## begin EXCERPTED DATA

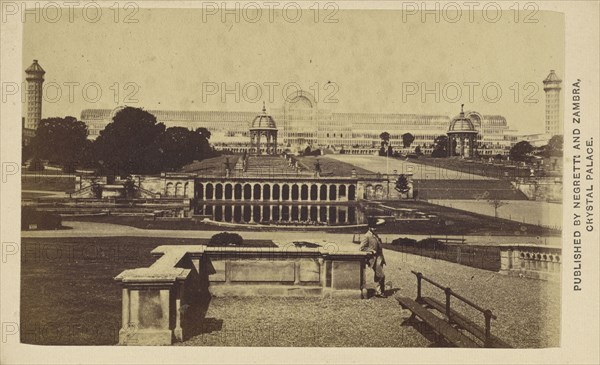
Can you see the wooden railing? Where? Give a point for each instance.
(487, 314)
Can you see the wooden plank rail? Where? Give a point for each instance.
(467, 324)
(445, 328)
(440, 326)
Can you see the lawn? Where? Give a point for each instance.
(459, 222)
(68, 296)
(64, 183)
(331, 167)
(211, 166)
(451, 222)
(497, 171)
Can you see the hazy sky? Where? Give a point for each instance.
(372, 57)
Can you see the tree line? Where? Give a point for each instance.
(521, 151)
(133, 143)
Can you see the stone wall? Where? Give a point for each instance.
(166, 301)
(541, 189)
(531, 261)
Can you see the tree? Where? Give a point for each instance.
(440, 147)
(130, 189)
(554, 148)
(407, 139)
(385, 138)
(203, 132)
(180, 146)
(520, 151)
(226, 239)
(130, 144)
(496, 203)
(60, 140)
(402, 184)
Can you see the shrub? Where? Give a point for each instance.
(225, 239)
(431, 244)
(43, 220)
(404, 242)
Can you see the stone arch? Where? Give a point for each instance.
(237, 213)
(304, 213)
(228, 213)
(314, 213)
(285, 213)
(294, 213)
(285, 192)
(246, 213)
(369, 191)
(210, 191)
(352, 192)
(237, 192)
(219, 213)
(304, 192)
(323, 213)
(379, 192)
(219, 191)
(332, 214)
(332, 192)
(314, 192)
(228, 191)
(266, 192)
(200, 191)
(170, 189)
(257, 191)
(257, 214)
(247, 191)
(323, 192)
(342, 191)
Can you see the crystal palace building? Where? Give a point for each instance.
(302, 122)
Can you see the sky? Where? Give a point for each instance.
(368, 61)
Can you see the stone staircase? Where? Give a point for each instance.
(268, 166)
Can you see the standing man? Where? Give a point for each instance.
(371, 242)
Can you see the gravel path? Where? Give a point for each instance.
(528, 312)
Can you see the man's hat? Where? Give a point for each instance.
(372, 222)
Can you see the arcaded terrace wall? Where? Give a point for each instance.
(167, 301)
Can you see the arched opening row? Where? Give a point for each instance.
(282, 214)
(276, 192)
(177, 189)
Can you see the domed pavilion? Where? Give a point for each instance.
(462, 135)
(263, 134)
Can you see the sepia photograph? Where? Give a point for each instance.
(295, 175)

## end EXCERPTED DATA

§ WHAT TO PRODUCE
Copy out every one of the lines above word for word, leaving out the pictures.

§ CORRECT RESPONSE
Can you see the wooden railing? Where? Give a point for each instance.
(487, 314)
Can you see the wooden plank rail? Where? Give a point for each instance.
(467, 324)
(445, 328)
(440, 326)
Can you see the lawn? Where? Give a point for each instance.
(459, 222)
(68, 296)
(64, 183)
(331, 167)
(211, 166)
(451, 222)
(497, 171)
Can you see the hazy sky? Where? Give a point for each instance.
(372, 57)
Can you see the tree line? Where? Give a point for each instance.
(521, 151)
(133, 143)
Can you see the stone wall? Where? Give a point for each instance.
(166, 301)
(541, 189)
(531, 261)
Can you see the tree? Where? Give a point for each instance.
(440, 147)
(130, 189)
(554, 148)
(407, 139)
(385, 138)
(203, 132)
(180, 146)
(520, 151)
(226, 239)
(130, 144)
(496, 203)
(60, 140)
(402, 184)
Can you see the shrub? Where? Give a point for each instance.
(225, 239)
(431, 244)
(43, 220)
(404, 242)
Can you see the stone arch? Where? Give a point for each instance.
(237, 213)
(304, 213)
(228, 213)
(314, 213)
(285, 213)
(294, 213)
(285, 192)
(246, 213)
(369, 191)
(210, 191)
(352, 192)
(237, 192)
(219, 213)
(304, 192)
(323, 213)
(379, 192)
(219, 191)
(332, 214)
(332, 192)
(314, 192)
(228, 191)
(266, 192)
(200, 191)
(170, 189)
(257, 191)
(257, 214)
(247, 191)
(323, 192)
(342, 191)
Can you see the crystal palace building? Where? Give a point for each instance.
(302, 122)
Can you see the sky? Where? Give a point for each instance.
(368, 61)
Can you see the stone staircase? Where? Give a point for each instance.
(268, 166)
Can you see the standing man? Where? Give a point for each instance.
(371, 242)
Can you see the gravel path? Where? Give a point for each instance.
(528, 312)
Can you see the man's hat? Where? Give a point for each instance.
(372, 222)
Can you see the arcaded terrace wall? Where? Give a point for each instance.
(167, 301)
Can you see the arched opening row? Where? Give a point for each instance.
(282, 214)
(276, 192)
(177, 189)
Can you see the domed pavilion? Where? Give a point for each instance.
(462, 135)
(263, 134)
Can you see the sepia photograph? Where? Give a point for each instance.
(295, 175)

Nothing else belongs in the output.